─── Task material
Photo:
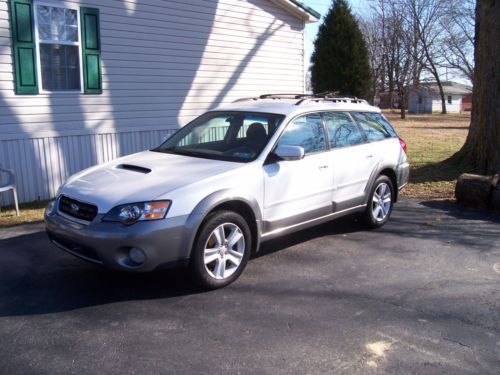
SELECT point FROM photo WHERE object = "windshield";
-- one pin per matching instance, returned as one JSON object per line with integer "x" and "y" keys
{"x": 232, "y": 136}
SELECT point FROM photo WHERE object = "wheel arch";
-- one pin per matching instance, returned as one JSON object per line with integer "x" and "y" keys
{"x": 247, "y": 207}
{"x": 389, "y": 172}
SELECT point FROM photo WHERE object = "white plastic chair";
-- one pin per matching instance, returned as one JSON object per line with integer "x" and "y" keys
{"x": 10, "y": 185}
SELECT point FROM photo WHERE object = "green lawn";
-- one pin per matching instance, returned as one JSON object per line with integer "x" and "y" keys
{"x": 431, "y": 140}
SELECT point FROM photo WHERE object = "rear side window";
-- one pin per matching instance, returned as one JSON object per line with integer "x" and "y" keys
{"x": 342, "y": 130}
{"x": 373, "y": 129}
{"x": 305, "y": 131}
{"x": 383, "y": 121}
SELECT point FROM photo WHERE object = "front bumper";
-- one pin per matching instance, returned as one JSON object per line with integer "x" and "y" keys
{"x": 163, "y": 242}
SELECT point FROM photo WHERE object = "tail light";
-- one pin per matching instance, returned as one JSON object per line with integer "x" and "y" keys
{"x": 403, "y": 144}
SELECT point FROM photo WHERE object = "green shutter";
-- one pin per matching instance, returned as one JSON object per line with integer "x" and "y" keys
{"x": 23, "y": 47}
{"x": 91, "y": 51}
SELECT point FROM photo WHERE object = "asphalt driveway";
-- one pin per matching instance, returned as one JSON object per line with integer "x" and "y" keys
{"x": 421, "y": 295}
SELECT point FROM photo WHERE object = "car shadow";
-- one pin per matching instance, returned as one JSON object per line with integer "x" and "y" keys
{"x": 36, "y": 278}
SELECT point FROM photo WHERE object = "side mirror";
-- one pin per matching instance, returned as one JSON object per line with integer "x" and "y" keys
{"x": 287, "y": 152}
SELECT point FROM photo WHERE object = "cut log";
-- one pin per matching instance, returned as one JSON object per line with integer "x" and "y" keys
{"x": 474, "y": 190}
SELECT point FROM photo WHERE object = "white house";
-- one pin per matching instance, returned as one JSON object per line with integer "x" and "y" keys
{"x": 426, "y": 97}
{"x": 86, "y": 81}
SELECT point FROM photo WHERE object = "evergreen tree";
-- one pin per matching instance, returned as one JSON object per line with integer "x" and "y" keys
{"x": 340, "y": 59}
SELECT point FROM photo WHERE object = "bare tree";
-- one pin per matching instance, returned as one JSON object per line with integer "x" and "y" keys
{"x": 400, "y": 57}
{"x": 482, "y": 146}
{"x": 372, "y": 32}
{"x": 458, "y": 43}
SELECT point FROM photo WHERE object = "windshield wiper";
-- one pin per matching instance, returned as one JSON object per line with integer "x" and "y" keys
{"x": 179, "y": 151}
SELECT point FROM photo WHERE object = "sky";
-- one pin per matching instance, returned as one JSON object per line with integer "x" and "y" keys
{"x": 321, "y": 6}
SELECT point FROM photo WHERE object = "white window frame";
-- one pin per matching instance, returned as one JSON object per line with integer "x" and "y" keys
{"x": 61, "y": 4}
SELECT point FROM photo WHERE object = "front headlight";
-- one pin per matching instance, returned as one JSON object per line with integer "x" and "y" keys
{"x": 49, "y": 210}
{"x": 134, "y": 212}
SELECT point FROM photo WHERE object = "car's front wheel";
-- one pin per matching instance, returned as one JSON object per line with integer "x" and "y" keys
{"x": 380, "y": 202}
{"x": 221, "y": 250}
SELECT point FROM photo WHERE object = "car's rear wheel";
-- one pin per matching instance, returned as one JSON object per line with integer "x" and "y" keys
{"x": 380, "y": 202}
{"x": 221, "y": 250}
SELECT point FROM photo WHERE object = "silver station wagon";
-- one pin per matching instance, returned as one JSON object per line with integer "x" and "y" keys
{"x": 238, "y": 175}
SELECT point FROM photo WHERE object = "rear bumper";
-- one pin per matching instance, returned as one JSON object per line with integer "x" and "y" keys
{"x": 108, "y": 243}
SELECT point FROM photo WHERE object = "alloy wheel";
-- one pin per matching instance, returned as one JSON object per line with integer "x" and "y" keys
{"x": 224, "y": 251}
{"x": 382, "y": 202}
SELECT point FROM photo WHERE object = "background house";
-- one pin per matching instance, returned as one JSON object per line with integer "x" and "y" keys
{"x": 83, "y": 82}
{"x": 426, "y": 98}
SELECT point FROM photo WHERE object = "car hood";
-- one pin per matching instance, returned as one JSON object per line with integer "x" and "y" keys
{"x": 140, "y": 177}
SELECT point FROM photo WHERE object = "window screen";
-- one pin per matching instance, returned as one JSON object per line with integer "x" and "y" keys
{"x": 373, "y": 129}
{"x": 59, "y": 47}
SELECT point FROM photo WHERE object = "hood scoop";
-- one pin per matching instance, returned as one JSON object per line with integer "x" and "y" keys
{"x": 134, "y": 168}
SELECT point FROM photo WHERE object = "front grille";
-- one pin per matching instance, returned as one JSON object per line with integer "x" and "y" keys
{"x": 74, "y": 248}
{"x": 77, "y": 209}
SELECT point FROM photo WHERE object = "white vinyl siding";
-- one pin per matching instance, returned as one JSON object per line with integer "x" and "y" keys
{"x": 163, "y": 63}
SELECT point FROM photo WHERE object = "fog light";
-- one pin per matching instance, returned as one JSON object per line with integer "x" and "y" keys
{"x": 137, "y": 255}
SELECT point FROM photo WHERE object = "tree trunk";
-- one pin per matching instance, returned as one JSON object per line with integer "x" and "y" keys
{"x": 443, "y": 99}
{"x": 402, "y": 102}
{"x": 482, "y": 147}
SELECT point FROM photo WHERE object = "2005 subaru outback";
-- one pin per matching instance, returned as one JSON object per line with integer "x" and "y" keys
{"x": 235, "y": 176}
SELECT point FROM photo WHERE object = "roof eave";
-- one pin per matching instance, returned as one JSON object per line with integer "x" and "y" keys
{"x": 302, "y": 11}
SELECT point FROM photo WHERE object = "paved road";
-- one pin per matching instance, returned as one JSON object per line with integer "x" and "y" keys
{"x": 421, "y": 295}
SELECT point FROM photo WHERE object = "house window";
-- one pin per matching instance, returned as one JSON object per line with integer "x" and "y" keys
{"x": 58, "y": 46}
{"x": 55, "y": 47}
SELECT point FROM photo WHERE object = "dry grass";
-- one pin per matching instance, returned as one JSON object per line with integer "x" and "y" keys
{"x": 431, "y": 140}
{"x": 29, "y": 213}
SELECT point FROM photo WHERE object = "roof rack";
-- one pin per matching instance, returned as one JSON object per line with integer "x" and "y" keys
{"x": 324, "y": 96}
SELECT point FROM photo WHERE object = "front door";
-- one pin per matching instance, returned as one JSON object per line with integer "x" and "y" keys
{"x": 298, "y": 191}
{"x": 352, "y": 160}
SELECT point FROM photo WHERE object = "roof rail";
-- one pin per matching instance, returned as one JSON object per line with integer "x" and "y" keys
{"x": 324, "y": 96}
{"x": 274, "y": 96}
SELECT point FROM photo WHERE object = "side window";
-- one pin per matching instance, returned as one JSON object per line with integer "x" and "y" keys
{"x": 305, "y": 131}
{"x": 342, "y": 130}
{"x": 379, "y": 118}
{"x": 373, "y": 130}
{"x": 249, "y": 121}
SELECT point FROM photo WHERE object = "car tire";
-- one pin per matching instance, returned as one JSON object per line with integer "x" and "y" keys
{"x": 221, "y": 250}
{"x": 380, "y": 202}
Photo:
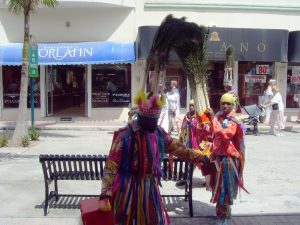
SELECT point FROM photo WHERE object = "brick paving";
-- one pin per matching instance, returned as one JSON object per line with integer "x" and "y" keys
{"x": 241, "y": 220}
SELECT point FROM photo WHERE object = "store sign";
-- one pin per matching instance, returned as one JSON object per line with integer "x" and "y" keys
{"x": 255, "y": 78}
{"x": 295, "y": 79}
{"x": 12, "y": 100}
{"x": 262, "y": 69}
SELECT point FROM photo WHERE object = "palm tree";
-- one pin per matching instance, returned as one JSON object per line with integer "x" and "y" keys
{"x": 189, "y": 42}
{"x": 27, "y": 7}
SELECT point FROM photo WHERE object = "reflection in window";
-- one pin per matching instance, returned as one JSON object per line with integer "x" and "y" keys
{"x": 111, "y": 85}
{"x": 252, "y": 81}
{"x": 11, "y": 87}
{"x": 293, "y": 87}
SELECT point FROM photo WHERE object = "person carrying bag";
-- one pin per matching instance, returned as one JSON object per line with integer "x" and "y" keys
{"x": 277, "y": 115}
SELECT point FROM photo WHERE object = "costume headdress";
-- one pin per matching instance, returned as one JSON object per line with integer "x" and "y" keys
{"x": 228, "y": 70}
{"x": 192, "y": 102}
{"x": 149, "y": 105}
{"x": 227, "y": 97}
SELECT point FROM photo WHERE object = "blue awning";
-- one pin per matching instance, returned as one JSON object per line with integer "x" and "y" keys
{"x": 72, "y": 53}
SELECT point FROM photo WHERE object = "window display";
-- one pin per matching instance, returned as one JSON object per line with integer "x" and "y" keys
{"x": 111, "y": 85}
{"x": 293, "y": 87}
{"x": 11, "y": 88}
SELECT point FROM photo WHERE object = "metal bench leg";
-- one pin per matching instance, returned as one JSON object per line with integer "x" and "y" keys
{"x": 46, "y": 199}
{"x": 56, "y": 190}
{"x": 190, "y": 197}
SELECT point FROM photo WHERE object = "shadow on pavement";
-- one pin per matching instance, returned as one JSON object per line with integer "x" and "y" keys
{"x": 57, "y": 135}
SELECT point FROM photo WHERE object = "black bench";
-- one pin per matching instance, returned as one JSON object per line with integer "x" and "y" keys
{"x": 90, "y": 167}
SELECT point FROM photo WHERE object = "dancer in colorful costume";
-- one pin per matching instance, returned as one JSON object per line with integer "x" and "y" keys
{"x": 133, "y": 171}
{"x": 189, "y": 128}
{"x": 228, "y": 153}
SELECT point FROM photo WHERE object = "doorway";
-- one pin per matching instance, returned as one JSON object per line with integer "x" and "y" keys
{"x": 65, "y": 90}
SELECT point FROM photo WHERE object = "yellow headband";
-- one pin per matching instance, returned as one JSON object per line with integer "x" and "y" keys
{"x": 227, "y": 98}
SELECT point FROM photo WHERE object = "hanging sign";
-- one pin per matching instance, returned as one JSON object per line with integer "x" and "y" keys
──────
## Goal of the exercise
Extract every line from the records above that contains the word "bumper".

## Task result
SELECT point FROM photo WHERE object = "front bumper";
SELECT point FROM photo WHERE object = "rear bumper";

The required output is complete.